═══ Given passage

[stdlib]: Rewrite the critical path implementation
Re-implemented using the newly added weight bounded (wb) DFS,
aosp/3011157. The key idea here is that if we treat every
thread_executing_span as a root_node and run a wb-DFS
(for performance) bounded by the prev node of the root,
the children of the root are the tasks in the critical path
of the root node.
The new algorithm traverses the graph in the same way as the old
there's a possible improvement to handle kernel stalls better
when they occur as part of critical path traversal.
We should ideally follow the stall and return to the previous node
before we began the kernel stall traversal. Currently, we follow the
stall and keep traversing parents. The current idea I have for
this improvement would complicate the API because it requires creating
tables and makes it impossible to have one e2e critical path macro.
The new algorithm makes heavy use of macros:
1. _flatten_critical_path_tasks: Flattens the critical path tasks of
every root so that there are no overlaps; the start of the next
becomes the end of the current.

══════
═══ Information supplied

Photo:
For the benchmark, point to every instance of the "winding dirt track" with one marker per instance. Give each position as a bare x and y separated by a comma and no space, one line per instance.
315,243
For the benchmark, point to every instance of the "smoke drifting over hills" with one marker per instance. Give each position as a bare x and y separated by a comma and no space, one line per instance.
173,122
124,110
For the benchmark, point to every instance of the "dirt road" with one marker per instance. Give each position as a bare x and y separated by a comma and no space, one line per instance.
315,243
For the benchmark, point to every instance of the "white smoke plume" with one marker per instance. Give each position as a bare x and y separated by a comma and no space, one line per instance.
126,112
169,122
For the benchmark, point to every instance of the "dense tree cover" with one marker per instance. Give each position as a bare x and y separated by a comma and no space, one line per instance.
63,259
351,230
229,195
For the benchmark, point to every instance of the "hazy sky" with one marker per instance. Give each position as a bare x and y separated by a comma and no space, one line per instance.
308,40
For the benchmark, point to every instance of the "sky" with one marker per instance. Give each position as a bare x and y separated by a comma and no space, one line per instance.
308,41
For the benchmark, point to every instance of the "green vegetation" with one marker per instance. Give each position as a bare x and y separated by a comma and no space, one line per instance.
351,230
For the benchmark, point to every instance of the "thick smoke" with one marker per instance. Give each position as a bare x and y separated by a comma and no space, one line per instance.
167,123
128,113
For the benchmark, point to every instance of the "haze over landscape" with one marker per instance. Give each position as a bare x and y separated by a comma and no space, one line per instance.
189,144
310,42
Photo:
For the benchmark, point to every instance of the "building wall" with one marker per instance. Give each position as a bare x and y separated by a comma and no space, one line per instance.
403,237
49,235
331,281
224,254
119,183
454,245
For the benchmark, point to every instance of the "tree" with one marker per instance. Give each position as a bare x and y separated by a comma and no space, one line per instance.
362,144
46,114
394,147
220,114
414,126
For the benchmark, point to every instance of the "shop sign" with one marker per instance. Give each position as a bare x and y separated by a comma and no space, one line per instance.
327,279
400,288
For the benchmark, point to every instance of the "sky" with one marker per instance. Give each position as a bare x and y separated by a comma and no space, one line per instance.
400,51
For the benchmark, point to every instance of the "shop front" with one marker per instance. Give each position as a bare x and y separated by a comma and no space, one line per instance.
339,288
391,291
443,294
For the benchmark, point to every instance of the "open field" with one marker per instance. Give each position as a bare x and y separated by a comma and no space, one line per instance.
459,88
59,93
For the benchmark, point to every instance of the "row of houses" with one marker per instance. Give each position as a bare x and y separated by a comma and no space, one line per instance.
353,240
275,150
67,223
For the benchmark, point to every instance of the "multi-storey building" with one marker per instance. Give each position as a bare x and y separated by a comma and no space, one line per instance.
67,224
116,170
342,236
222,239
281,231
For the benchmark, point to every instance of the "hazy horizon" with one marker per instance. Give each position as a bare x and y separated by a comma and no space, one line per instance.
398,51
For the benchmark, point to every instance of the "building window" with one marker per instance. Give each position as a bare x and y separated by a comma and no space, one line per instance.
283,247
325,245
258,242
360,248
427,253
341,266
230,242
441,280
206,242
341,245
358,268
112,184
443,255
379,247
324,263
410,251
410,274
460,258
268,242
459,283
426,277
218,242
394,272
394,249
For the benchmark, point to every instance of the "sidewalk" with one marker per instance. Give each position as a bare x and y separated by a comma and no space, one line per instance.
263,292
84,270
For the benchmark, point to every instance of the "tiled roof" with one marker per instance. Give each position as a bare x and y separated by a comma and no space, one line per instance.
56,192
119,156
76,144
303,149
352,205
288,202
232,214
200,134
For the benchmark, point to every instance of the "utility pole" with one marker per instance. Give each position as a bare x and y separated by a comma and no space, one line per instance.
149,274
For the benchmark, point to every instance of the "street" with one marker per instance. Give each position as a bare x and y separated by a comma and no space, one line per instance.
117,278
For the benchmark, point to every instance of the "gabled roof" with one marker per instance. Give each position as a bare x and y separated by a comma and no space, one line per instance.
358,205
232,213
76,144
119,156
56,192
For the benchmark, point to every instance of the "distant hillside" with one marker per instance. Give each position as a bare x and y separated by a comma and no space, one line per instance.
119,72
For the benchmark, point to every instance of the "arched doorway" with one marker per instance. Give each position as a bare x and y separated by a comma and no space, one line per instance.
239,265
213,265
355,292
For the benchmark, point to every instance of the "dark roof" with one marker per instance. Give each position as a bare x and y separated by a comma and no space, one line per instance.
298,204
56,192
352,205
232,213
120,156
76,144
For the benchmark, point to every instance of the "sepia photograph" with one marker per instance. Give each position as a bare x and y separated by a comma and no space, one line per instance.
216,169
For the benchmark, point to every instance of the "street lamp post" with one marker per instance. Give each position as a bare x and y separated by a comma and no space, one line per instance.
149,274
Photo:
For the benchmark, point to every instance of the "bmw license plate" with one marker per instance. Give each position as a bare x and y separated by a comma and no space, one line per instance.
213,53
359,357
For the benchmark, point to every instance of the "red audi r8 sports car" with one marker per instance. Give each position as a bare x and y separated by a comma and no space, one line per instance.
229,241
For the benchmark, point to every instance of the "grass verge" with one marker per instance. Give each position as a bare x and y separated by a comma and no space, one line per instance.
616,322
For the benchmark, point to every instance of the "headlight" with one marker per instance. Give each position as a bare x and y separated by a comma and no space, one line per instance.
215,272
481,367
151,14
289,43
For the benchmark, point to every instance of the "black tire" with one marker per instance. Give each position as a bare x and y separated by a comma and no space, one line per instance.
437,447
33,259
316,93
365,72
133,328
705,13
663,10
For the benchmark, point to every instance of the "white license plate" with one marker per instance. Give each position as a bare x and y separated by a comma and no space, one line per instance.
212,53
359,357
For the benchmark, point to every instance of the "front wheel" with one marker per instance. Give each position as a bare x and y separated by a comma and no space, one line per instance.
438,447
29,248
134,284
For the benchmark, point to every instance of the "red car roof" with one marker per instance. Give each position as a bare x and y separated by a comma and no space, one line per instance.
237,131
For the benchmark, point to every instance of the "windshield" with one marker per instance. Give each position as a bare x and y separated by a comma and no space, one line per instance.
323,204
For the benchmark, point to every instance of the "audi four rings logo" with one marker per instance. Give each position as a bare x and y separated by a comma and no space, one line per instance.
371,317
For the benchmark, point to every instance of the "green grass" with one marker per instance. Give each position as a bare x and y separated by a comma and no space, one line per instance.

══════

[Problem statement]:
Replace "macros" with "helper functions" in the part of the commit message that opens with the words "The new algorithm makes" and closes with "of the current.", then give that part again. The data comes from a separate source.

[Result of the exercise]:
The new algorithm makes heavy use of helper functions:
1. _flatten_critical_path_tasks: Flattens the critical path tasks of
every root so that there are no overlaps; the start of the next
becomes the end of the current.